● TASK BRIEF
Tally the lines in the data below that contain the string "brown", and give only that number. Case counts, so only that exact capitalization matches.

● MATERIAL
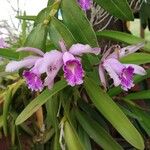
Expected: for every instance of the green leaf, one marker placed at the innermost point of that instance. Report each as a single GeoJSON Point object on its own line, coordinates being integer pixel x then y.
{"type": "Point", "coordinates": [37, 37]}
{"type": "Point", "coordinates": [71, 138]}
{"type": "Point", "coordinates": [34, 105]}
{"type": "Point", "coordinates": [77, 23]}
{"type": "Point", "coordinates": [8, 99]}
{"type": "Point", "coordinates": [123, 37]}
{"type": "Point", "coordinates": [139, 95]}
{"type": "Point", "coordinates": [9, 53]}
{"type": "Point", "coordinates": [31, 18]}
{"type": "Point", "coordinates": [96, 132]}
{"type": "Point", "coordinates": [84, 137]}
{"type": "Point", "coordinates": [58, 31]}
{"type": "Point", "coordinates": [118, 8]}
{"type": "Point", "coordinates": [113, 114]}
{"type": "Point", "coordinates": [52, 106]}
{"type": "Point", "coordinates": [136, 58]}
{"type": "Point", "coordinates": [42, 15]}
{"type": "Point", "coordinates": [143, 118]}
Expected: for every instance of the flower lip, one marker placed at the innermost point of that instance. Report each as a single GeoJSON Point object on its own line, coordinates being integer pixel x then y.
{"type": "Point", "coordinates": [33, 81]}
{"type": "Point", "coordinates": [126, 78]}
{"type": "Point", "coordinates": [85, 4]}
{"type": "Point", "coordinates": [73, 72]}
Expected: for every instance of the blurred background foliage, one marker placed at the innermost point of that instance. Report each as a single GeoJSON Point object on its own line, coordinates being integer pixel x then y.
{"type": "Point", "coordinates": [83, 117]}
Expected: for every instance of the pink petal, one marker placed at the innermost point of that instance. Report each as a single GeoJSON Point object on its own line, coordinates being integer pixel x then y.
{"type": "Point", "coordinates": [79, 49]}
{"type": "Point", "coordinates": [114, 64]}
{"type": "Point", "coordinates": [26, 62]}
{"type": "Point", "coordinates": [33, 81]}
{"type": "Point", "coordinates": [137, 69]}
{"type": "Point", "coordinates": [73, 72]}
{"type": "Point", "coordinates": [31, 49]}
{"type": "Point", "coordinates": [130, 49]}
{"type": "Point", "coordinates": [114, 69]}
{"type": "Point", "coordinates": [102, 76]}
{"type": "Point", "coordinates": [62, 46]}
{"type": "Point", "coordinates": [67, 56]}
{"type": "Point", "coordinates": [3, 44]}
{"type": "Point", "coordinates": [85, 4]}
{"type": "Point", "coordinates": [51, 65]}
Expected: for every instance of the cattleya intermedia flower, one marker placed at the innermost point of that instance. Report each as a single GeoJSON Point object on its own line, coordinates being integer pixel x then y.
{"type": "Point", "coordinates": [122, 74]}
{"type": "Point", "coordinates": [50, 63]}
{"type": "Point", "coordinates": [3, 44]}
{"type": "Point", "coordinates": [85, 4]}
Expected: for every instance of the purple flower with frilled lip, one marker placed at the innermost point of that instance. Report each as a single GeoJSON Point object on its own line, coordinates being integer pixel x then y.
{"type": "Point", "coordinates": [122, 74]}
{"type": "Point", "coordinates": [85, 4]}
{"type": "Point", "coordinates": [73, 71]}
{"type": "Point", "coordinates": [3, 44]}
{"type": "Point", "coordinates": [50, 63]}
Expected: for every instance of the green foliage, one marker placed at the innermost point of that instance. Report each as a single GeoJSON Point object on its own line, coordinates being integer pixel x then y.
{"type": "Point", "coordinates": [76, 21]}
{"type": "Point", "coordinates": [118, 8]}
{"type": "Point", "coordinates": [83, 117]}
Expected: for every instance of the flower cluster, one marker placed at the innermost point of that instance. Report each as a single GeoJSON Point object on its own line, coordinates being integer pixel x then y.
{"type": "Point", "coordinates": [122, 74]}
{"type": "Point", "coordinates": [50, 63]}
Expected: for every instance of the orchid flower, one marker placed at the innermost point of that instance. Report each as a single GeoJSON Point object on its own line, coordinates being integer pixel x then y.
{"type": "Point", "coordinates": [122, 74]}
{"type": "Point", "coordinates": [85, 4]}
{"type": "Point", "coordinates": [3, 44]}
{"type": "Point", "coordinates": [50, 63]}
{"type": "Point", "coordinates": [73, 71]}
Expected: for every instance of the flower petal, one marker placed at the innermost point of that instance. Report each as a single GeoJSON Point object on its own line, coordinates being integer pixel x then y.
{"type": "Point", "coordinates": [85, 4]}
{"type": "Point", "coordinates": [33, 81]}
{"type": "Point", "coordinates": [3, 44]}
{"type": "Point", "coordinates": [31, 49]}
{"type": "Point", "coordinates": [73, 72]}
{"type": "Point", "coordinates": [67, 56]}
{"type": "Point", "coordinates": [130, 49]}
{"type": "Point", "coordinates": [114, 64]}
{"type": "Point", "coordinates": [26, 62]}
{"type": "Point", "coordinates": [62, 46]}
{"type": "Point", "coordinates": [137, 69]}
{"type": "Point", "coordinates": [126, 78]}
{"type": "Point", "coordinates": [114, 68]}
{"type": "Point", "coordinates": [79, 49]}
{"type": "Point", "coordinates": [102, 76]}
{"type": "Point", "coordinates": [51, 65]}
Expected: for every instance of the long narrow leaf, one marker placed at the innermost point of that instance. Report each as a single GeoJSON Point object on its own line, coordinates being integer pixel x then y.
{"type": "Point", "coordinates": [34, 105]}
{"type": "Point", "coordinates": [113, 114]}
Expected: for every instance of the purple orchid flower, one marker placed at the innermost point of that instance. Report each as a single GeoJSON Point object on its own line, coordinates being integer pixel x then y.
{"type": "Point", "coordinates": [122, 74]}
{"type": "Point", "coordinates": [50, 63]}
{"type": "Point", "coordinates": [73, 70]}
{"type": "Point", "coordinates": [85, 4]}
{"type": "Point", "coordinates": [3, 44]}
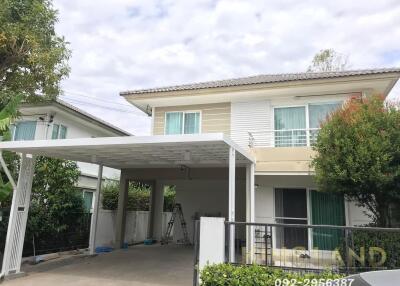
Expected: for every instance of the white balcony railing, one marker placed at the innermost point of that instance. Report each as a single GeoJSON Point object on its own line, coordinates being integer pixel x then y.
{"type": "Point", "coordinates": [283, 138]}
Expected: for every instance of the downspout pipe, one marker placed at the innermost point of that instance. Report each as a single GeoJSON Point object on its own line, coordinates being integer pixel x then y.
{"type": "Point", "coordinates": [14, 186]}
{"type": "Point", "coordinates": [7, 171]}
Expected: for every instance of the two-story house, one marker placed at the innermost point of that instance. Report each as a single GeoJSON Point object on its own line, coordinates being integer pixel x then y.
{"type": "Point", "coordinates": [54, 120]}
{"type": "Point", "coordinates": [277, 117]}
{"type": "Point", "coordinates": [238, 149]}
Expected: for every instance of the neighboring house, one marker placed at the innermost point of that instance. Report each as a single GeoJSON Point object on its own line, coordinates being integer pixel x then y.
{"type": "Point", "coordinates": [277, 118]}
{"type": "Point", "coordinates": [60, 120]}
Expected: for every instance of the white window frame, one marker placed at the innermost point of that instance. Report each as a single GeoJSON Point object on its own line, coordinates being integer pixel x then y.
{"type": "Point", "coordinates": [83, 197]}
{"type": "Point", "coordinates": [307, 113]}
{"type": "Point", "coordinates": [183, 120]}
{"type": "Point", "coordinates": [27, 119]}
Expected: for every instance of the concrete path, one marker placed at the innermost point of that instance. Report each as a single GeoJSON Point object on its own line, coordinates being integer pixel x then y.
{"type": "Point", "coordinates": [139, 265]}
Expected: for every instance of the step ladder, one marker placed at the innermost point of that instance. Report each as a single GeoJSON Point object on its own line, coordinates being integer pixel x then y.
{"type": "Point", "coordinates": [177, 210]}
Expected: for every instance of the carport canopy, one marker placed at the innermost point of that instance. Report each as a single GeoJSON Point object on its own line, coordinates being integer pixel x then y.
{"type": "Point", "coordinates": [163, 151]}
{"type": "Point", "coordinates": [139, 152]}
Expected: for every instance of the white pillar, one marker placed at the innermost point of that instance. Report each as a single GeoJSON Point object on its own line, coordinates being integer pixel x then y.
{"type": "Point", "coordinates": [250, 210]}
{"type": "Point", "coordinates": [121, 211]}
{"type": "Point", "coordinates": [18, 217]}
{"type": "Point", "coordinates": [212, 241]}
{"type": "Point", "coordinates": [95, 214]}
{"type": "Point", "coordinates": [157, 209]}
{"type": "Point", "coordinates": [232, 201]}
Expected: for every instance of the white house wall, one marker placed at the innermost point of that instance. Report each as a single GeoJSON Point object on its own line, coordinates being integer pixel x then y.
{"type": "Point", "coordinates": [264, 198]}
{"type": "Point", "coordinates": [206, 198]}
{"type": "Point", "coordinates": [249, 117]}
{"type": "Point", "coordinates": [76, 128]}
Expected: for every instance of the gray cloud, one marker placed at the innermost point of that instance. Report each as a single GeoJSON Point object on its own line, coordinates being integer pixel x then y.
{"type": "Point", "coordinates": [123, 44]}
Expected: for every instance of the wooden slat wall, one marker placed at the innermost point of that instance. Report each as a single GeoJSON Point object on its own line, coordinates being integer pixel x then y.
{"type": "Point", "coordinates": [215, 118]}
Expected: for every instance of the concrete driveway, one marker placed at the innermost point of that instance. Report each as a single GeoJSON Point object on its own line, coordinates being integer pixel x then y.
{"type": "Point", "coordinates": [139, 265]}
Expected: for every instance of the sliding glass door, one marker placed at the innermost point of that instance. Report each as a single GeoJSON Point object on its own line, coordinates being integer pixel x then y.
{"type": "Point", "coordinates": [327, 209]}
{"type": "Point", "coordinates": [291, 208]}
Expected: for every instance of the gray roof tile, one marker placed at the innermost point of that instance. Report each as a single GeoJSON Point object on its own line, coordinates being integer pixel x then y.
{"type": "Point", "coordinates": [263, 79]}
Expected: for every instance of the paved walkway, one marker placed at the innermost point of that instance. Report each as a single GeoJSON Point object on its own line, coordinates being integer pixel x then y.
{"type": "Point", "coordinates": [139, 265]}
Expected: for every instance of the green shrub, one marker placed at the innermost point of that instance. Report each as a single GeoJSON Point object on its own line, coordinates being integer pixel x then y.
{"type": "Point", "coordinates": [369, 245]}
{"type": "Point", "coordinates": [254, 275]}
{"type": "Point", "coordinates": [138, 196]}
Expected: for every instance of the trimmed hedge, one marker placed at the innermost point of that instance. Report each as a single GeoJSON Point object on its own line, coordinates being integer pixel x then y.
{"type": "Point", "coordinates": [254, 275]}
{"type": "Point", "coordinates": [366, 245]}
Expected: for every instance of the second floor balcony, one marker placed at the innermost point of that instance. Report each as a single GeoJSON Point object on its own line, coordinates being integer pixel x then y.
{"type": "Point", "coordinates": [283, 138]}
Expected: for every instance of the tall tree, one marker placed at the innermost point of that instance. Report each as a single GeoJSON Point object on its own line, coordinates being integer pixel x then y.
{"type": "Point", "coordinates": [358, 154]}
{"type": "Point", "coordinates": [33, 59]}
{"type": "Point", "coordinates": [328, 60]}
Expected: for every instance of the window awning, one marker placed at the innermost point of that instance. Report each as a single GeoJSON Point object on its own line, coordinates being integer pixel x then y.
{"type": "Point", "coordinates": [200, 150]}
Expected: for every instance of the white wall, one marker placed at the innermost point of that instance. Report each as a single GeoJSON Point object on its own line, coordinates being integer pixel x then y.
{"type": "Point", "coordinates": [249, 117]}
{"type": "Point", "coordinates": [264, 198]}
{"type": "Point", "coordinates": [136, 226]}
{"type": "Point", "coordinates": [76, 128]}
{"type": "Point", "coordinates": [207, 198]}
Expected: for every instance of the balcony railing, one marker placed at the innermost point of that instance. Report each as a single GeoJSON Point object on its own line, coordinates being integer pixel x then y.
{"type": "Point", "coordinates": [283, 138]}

...

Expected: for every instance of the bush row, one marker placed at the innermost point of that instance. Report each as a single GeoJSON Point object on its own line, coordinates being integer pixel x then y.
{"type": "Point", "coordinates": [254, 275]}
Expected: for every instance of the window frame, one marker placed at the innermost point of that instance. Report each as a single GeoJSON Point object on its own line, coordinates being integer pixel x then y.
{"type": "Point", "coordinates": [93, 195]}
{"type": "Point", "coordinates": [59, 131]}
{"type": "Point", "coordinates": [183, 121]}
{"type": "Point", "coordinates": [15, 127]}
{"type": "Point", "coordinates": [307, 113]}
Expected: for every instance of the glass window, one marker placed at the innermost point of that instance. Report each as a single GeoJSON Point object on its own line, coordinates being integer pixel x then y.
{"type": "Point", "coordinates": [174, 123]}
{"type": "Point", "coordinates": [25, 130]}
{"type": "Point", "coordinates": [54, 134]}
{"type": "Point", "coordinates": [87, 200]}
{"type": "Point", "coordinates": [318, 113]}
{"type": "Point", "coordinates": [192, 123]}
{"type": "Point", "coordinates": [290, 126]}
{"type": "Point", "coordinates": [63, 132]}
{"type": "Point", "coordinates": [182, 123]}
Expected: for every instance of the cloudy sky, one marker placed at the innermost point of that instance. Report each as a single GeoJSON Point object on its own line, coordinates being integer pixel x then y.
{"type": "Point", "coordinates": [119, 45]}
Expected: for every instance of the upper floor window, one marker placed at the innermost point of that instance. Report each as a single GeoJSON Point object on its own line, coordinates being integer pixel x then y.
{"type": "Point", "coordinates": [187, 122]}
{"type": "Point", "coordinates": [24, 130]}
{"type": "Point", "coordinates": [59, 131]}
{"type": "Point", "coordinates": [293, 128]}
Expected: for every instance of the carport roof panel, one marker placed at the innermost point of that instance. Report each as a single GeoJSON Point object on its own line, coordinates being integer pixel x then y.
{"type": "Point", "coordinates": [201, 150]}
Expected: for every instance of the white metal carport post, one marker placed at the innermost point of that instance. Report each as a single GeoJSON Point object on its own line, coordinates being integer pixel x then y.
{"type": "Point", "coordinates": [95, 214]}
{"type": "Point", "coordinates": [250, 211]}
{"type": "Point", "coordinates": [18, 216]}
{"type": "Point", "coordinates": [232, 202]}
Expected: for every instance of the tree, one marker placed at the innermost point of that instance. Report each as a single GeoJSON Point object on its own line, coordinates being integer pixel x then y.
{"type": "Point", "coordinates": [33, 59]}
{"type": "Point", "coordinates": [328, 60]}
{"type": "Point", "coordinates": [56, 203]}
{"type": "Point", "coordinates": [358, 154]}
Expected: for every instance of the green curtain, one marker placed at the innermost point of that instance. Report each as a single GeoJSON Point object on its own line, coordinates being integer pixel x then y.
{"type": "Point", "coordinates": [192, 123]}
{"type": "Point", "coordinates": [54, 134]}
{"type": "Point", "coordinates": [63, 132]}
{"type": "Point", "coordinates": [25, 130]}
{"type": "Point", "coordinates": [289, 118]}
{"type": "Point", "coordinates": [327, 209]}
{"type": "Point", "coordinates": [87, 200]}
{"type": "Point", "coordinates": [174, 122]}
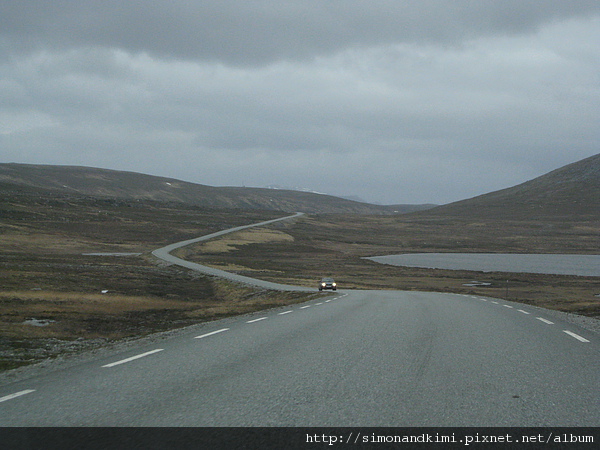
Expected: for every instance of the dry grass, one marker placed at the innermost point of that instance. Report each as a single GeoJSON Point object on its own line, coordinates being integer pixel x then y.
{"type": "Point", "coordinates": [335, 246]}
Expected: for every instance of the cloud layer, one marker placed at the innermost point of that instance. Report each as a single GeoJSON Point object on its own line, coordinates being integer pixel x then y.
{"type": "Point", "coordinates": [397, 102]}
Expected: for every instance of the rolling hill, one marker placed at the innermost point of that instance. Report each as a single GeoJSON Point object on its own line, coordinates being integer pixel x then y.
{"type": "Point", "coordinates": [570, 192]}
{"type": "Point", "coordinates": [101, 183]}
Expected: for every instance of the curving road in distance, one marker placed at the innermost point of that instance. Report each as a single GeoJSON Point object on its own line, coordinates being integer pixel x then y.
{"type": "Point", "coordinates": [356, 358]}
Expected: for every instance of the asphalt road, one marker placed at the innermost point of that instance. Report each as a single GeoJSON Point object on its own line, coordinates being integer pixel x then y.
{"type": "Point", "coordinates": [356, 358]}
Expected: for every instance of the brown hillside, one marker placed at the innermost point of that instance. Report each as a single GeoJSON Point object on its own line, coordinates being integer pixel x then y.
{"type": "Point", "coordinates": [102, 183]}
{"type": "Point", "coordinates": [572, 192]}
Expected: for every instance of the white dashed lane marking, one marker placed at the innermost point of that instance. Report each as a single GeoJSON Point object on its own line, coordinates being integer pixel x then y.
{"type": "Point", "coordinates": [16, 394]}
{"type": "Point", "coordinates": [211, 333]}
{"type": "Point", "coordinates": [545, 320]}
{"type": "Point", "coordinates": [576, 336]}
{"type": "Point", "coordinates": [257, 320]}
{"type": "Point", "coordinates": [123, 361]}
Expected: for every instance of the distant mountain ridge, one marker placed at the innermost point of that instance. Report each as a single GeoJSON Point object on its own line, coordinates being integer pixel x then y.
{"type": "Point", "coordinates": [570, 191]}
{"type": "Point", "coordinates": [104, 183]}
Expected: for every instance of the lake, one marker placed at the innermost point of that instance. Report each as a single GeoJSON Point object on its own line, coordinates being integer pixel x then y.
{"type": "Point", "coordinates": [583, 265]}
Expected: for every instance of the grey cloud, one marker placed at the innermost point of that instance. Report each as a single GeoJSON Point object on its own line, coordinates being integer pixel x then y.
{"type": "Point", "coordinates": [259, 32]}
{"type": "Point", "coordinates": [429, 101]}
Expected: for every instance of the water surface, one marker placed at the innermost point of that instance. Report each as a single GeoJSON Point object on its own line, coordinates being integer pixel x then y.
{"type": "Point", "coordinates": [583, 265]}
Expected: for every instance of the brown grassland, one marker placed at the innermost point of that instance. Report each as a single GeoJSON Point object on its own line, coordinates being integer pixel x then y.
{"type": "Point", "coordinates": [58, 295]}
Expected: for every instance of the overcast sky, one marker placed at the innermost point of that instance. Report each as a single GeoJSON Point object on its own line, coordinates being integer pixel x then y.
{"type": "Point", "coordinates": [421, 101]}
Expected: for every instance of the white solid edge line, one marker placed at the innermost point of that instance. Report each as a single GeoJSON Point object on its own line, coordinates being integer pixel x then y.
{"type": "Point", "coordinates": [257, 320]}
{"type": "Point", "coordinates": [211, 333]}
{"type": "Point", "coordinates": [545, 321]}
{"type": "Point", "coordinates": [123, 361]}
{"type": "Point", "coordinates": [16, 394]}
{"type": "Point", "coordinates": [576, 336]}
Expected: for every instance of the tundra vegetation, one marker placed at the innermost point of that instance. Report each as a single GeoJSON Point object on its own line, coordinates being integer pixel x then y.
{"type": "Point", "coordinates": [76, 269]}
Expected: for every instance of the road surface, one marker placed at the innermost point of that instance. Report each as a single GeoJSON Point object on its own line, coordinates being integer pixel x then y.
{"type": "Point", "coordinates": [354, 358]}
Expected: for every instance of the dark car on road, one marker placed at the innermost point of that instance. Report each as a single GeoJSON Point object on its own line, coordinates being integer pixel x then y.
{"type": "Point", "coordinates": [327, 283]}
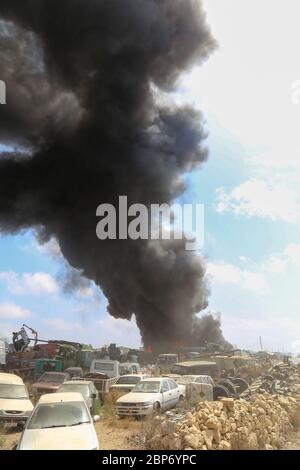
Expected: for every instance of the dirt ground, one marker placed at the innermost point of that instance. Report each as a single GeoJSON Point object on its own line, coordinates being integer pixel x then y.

--

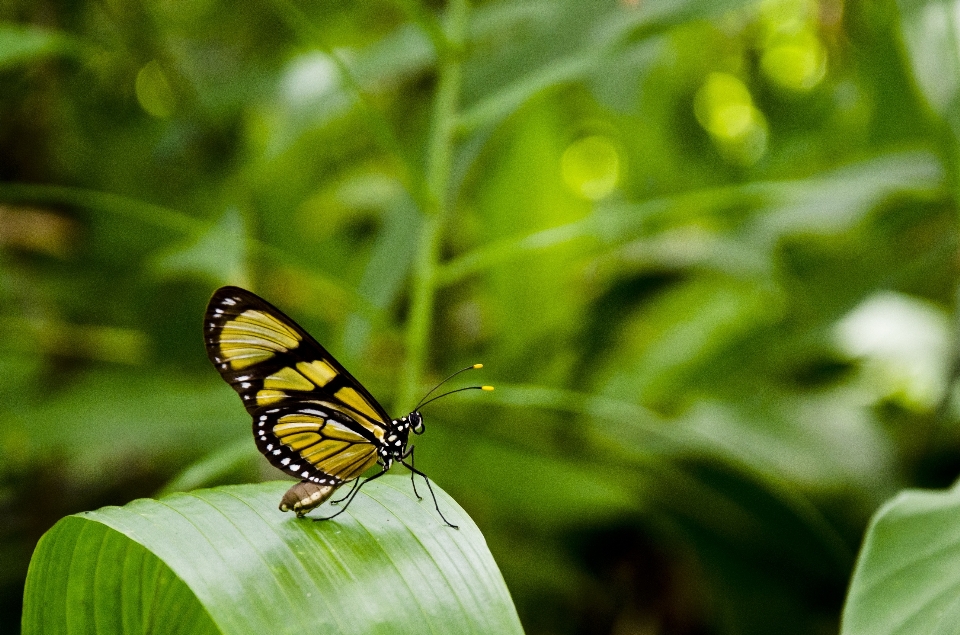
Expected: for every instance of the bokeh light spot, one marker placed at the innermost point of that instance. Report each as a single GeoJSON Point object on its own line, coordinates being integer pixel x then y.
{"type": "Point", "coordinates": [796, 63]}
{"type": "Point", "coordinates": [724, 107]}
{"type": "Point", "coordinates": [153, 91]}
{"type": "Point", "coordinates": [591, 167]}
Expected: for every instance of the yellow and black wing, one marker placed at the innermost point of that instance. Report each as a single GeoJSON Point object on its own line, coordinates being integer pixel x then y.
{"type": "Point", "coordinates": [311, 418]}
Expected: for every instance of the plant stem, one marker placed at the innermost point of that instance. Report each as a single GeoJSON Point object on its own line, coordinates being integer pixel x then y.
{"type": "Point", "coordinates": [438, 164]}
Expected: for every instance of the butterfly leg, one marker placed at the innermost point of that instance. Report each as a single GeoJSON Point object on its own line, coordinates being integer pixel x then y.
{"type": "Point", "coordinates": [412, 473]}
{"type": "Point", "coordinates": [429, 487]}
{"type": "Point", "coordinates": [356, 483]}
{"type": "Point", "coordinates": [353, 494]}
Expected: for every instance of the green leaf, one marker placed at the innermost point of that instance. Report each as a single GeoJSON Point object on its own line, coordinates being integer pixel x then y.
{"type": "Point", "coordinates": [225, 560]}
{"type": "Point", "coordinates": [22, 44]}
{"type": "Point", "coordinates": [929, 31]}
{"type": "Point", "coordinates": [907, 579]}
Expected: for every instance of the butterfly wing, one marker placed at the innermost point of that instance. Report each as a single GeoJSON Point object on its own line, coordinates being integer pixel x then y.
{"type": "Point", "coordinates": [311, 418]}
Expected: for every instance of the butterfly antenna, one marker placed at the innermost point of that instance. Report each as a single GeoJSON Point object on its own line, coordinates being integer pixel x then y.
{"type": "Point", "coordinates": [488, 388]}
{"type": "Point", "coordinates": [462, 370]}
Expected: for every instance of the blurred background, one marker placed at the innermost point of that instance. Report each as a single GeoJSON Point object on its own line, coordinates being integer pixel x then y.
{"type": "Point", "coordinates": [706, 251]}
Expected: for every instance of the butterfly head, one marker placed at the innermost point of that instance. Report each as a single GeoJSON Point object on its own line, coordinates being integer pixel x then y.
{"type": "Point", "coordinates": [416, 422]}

● EXPECTED ANSWER
2